§ Given request: Which lines in the rows below contain the word "stalk"? Filter them out and copy each in full, treating uppercase and lowercase as different.

§ Extracted records:
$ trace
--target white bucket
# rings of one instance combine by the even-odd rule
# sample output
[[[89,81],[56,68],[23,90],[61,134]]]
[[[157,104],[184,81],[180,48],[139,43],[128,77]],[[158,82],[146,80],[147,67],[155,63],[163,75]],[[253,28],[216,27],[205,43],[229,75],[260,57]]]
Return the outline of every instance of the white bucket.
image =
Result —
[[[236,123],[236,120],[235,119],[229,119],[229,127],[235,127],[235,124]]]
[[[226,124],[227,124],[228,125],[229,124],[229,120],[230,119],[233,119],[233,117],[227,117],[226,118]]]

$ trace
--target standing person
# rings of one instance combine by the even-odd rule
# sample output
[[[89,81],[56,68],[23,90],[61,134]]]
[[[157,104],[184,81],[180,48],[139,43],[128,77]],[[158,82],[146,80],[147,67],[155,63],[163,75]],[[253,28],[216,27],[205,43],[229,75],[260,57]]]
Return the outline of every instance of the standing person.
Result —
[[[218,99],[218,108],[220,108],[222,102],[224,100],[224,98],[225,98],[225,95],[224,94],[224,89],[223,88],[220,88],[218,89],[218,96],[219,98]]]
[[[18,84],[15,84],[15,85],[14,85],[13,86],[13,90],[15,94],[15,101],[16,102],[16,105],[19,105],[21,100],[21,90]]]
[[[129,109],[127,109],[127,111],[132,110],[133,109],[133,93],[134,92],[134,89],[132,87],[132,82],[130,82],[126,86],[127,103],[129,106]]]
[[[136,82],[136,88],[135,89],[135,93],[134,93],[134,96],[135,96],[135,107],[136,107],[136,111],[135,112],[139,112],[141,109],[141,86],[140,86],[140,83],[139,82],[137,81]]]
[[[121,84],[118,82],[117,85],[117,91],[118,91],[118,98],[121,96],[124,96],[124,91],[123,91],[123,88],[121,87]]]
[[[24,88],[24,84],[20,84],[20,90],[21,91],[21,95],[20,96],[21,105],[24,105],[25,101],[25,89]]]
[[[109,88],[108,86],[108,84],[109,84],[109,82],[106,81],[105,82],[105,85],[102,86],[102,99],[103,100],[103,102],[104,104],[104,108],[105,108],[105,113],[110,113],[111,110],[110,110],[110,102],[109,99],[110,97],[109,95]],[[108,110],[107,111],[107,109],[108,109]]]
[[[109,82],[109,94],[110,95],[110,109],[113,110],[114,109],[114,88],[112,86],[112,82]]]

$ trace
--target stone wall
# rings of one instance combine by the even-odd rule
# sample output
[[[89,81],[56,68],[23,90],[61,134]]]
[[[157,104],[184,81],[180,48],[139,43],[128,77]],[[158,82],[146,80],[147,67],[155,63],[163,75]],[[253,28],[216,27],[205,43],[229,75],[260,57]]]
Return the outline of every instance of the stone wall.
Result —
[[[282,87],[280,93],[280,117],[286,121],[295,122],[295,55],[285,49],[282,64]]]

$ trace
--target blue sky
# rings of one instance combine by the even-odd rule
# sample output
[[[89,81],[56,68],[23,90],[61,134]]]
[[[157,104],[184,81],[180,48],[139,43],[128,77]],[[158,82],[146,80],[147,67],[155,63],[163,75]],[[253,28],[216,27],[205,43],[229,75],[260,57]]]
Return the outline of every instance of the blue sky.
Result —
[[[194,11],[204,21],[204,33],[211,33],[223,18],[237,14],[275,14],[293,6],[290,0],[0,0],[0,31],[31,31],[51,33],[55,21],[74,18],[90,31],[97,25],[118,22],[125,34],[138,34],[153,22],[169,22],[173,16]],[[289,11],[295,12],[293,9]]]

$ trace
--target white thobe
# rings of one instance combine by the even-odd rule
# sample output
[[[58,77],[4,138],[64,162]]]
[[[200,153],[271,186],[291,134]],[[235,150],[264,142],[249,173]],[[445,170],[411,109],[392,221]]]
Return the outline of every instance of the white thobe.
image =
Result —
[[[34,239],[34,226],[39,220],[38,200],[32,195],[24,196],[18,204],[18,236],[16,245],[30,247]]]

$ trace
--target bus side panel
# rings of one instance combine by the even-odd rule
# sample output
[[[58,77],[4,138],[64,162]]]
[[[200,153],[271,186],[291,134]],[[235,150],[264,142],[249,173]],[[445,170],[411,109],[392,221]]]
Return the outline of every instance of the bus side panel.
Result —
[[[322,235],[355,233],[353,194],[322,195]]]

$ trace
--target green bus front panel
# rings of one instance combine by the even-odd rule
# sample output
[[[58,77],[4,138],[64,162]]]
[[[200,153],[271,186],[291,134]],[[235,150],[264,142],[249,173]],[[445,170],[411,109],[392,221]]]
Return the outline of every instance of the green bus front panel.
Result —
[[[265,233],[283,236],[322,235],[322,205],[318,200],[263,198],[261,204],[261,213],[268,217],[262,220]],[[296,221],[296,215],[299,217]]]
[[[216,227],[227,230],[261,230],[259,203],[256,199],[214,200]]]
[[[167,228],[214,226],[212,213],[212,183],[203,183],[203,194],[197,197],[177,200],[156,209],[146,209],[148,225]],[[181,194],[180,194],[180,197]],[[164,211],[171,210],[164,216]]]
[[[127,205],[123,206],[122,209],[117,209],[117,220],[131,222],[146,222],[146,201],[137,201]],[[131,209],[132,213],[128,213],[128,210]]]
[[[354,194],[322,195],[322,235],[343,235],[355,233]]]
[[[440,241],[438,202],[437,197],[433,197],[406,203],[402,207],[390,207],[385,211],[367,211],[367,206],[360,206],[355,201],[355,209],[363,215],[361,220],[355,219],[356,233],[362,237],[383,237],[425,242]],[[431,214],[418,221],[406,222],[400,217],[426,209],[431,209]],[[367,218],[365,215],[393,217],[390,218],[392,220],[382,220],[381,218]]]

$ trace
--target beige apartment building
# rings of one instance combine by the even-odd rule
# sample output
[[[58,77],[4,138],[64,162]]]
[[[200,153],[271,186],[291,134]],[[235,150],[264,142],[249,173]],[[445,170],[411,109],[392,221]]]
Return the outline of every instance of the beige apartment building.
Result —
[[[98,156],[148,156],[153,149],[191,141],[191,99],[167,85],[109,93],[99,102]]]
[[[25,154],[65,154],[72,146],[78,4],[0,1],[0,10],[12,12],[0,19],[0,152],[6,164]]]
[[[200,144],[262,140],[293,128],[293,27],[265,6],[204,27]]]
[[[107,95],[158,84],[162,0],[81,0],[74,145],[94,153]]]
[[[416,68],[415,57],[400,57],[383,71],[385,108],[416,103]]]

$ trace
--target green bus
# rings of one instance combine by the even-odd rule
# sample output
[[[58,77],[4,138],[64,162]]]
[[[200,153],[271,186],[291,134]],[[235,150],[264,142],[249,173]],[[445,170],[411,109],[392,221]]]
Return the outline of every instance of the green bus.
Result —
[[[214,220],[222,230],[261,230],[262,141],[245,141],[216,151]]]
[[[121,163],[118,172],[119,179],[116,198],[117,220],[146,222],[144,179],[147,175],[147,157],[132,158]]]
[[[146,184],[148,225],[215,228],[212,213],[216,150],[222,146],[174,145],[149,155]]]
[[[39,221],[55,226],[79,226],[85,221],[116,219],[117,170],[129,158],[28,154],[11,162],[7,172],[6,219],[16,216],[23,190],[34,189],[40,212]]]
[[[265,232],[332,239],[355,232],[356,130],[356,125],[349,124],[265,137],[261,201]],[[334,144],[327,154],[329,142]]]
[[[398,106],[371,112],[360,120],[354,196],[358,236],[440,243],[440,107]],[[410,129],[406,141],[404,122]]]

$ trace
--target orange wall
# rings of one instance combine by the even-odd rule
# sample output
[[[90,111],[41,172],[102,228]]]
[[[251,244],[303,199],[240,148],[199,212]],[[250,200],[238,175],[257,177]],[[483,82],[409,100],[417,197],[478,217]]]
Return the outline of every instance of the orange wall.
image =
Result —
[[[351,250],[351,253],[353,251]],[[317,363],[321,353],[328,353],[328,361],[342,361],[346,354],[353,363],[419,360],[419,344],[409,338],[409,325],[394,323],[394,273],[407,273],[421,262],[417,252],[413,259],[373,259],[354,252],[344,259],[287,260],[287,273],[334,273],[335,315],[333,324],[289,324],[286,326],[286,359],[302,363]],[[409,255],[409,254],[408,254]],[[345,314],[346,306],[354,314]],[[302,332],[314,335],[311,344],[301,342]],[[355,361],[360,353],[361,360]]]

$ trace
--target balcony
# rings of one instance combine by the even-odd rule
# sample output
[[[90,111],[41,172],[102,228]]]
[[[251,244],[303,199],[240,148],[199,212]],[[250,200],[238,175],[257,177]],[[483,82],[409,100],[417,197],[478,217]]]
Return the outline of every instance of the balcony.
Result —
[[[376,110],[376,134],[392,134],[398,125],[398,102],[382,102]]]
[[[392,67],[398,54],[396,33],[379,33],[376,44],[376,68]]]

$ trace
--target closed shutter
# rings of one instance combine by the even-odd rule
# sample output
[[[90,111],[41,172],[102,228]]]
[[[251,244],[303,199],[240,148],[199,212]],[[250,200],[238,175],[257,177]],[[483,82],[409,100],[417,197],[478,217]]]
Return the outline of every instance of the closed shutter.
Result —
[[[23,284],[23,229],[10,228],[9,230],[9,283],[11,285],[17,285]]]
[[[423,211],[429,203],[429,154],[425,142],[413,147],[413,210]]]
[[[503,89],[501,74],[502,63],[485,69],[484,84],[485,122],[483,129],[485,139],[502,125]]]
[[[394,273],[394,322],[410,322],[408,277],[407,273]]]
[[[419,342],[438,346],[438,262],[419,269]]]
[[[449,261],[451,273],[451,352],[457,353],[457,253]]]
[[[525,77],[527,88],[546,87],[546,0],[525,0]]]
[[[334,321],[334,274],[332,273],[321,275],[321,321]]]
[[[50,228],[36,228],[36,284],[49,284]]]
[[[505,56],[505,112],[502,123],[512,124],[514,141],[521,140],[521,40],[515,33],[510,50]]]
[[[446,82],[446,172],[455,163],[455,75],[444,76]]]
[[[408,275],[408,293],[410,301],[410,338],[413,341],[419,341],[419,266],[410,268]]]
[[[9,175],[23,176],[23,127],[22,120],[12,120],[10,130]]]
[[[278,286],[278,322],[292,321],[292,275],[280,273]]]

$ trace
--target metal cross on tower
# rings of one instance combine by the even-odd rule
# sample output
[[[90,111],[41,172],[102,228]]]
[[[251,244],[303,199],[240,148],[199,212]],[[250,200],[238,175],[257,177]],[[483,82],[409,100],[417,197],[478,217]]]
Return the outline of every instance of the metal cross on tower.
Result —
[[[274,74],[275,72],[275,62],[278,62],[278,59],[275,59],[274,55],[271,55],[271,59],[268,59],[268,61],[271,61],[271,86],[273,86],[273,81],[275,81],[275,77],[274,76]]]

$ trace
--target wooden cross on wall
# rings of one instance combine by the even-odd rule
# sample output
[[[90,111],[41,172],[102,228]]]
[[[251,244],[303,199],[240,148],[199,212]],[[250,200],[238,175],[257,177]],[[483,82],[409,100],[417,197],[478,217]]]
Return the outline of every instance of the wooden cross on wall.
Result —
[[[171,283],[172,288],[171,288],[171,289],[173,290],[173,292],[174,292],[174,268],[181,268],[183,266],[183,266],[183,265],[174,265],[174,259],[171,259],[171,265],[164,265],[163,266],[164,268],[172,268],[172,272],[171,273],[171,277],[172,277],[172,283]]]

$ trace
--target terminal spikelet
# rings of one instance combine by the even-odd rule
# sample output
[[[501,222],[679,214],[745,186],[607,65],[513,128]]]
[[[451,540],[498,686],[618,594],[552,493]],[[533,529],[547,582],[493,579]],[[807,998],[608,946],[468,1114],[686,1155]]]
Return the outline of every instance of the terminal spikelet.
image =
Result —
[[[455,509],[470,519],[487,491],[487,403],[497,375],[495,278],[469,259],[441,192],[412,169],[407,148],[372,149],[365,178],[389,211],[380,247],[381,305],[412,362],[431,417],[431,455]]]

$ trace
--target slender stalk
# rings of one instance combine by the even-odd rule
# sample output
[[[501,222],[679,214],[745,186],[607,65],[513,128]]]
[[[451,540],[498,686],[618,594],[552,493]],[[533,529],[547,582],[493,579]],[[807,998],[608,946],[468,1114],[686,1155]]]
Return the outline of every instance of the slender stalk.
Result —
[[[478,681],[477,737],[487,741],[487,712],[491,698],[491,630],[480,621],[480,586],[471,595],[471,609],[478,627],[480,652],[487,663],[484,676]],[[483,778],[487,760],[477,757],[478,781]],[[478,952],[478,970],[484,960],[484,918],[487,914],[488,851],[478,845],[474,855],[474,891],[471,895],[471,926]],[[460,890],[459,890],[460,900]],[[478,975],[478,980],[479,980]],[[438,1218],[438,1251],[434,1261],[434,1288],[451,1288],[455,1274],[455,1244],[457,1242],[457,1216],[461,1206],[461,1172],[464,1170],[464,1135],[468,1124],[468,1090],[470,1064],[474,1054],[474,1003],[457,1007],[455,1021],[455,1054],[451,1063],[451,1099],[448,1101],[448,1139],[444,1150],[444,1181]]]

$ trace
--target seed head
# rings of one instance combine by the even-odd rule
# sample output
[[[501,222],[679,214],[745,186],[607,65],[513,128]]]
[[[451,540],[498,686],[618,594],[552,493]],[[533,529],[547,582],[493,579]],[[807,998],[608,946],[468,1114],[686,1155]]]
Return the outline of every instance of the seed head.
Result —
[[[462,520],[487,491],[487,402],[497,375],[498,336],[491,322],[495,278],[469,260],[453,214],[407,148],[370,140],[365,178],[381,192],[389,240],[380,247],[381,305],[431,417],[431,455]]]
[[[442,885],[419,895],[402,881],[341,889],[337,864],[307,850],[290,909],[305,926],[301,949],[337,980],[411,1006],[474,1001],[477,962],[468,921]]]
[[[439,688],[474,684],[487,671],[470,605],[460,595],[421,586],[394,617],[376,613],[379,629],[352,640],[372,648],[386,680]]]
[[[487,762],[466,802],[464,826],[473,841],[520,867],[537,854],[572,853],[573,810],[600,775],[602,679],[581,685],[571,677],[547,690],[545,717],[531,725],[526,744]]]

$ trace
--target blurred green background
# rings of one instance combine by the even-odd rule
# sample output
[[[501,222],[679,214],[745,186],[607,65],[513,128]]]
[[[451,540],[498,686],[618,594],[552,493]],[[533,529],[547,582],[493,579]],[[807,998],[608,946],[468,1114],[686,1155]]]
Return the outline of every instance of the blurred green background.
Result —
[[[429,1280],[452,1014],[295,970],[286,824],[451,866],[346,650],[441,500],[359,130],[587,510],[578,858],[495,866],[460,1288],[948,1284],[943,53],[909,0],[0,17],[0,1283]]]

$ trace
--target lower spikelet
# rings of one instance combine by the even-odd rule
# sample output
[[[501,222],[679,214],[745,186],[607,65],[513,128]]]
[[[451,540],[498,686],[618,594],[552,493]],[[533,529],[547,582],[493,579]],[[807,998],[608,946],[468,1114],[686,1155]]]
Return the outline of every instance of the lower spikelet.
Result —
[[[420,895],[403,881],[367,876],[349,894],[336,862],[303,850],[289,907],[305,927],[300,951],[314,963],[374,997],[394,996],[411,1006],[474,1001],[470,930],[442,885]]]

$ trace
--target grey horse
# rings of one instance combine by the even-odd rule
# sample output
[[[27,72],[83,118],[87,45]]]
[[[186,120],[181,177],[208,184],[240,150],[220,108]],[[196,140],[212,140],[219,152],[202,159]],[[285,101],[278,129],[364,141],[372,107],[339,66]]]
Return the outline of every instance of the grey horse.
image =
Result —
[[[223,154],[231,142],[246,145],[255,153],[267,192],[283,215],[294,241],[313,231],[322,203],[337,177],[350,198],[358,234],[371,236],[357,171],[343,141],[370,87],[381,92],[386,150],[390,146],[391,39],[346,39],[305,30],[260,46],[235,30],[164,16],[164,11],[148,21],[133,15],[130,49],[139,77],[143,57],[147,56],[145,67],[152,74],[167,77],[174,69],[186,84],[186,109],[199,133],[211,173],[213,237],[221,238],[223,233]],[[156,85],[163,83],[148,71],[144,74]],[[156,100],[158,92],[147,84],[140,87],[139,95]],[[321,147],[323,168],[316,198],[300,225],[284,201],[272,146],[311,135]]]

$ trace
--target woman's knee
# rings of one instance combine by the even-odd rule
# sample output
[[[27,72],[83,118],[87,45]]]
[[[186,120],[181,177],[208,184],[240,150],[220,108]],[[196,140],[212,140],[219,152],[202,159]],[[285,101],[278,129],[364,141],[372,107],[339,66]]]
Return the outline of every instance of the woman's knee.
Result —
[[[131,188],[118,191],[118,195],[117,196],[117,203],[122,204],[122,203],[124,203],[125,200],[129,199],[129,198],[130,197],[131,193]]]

§ The output:
--target slender stalk
Return the outline of every instance of the slender stalk.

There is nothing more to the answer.